WORK TO COMPLETE :: Quote each of the following lines word for word, changing nothing.

RECORDS FOR THIS TASK ::
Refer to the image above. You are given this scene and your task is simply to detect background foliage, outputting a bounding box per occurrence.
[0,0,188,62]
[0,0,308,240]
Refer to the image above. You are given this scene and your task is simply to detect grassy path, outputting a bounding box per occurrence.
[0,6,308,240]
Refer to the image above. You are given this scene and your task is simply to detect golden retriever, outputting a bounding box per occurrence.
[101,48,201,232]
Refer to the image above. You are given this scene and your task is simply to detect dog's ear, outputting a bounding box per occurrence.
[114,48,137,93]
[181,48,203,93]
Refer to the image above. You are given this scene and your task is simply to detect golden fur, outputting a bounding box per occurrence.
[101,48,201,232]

ANSWER TO THE PROBLEM ::
Refer to the image above. You are given this scene and your task is simply to detect background foliage, outputting a bounding box per occurrence.
[0,0,188,62]
[0,0,308,240]
Refer to the image above. You are given this scene and your task is simply to detect grassy path, outputting a bounding box per occurrence.
[0,6,308,240]
Refer to the image above. You are given this scene and your task is simply to detect golden retriever, outputting a bounding box per occurrence.
[101,48,201,232]
Refer to the image above. You are given this scene and your task is simply to detect dog's ear, outputting a bounding box per occurrence.
[114,48,137,93]
[181,48,203,93]
Refer to the image above. You are given this scene and your task is simply to detect golden fur, outputting a bounding box per occurrence.
[101,48,201,232]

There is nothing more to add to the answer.